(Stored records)
★ ★ ★ ★

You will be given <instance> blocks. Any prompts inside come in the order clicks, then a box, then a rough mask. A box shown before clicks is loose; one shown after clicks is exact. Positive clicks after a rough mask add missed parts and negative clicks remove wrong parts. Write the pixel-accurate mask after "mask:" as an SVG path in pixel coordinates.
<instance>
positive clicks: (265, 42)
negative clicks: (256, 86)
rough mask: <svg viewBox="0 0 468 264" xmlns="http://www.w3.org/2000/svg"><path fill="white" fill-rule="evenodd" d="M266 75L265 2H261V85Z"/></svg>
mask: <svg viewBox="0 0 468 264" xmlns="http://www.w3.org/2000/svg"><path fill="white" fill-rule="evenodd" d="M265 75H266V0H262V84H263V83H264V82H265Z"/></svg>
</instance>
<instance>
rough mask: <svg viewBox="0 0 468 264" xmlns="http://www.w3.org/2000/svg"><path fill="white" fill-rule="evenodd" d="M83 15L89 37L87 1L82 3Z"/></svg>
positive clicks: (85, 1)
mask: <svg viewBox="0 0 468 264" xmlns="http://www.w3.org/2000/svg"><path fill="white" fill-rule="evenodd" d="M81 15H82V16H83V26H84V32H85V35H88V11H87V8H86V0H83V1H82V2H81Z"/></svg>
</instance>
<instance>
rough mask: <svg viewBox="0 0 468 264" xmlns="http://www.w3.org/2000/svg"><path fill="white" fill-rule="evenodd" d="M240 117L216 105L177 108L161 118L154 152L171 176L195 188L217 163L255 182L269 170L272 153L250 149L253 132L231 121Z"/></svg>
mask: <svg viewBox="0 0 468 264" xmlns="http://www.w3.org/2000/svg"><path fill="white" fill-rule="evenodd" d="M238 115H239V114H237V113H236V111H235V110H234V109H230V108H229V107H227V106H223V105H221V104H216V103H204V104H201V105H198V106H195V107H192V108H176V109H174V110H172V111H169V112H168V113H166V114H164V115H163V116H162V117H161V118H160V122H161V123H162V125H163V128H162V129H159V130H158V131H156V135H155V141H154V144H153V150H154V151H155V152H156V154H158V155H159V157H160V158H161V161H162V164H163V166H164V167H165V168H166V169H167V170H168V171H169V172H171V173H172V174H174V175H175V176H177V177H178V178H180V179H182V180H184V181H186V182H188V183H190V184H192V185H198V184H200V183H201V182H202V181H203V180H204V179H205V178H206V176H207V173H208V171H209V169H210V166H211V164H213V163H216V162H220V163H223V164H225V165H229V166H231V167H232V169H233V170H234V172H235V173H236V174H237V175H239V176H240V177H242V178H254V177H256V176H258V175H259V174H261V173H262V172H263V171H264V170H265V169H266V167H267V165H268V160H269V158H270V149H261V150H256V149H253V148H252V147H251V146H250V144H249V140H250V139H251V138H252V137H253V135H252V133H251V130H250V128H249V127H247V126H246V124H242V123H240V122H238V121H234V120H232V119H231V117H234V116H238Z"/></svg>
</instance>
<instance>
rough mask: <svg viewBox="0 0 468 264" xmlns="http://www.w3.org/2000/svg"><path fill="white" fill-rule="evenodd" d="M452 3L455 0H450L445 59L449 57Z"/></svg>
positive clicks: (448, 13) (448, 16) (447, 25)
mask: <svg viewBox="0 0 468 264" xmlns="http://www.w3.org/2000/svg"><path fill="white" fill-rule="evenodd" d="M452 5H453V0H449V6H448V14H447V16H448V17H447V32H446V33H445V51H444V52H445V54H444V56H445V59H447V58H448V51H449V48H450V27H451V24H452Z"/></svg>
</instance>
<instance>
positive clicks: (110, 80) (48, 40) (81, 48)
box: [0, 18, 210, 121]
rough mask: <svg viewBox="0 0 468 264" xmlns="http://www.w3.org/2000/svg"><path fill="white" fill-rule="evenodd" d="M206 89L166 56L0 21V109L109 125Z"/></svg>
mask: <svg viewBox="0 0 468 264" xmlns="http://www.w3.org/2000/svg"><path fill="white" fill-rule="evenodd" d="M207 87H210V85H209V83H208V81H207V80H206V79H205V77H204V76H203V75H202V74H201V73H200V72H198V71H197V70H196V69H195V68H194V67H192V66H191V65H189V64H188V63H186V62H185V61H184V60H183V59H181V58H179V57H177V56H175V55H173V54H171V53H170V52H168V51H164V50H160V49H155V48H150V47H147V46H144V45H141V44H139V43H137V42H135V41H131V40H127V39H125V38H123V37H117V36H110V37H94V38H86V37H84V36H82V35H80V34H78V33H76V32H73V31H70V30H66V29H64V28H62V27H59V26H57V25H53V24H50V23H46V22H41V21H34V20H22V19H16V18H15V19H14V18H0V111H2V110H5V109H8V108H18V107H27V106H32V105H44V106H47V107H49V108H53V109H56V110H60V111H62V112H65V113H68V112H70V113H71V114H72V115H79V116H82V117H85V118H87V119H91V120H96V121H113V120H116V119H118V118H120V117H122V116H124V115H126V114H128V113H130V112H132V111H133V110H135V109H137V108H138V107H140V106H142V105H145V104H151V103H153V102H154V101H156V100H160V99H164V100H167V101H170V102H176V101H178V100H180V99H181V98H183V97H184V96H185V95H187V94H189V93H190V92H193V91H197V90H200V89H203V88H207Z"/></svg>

★ ★ ★ ★

Look for the word "negative" in the data, then return every line that contains it.

▶ ANSWER TO THIS EXERCISE:
You will be given <instance> blocks. Any prompts inside come in the order clicks, then a box, then a rough mask. A box shown before clicks is loose; one shown after clicks is exact. Positive clicks after a rough mask add missed parts and negative clicks remove wrong parts. Write the pixel-accurate mask after "mask:" as an SVG path in pixel coordinates.
negative clicks: (256, 86)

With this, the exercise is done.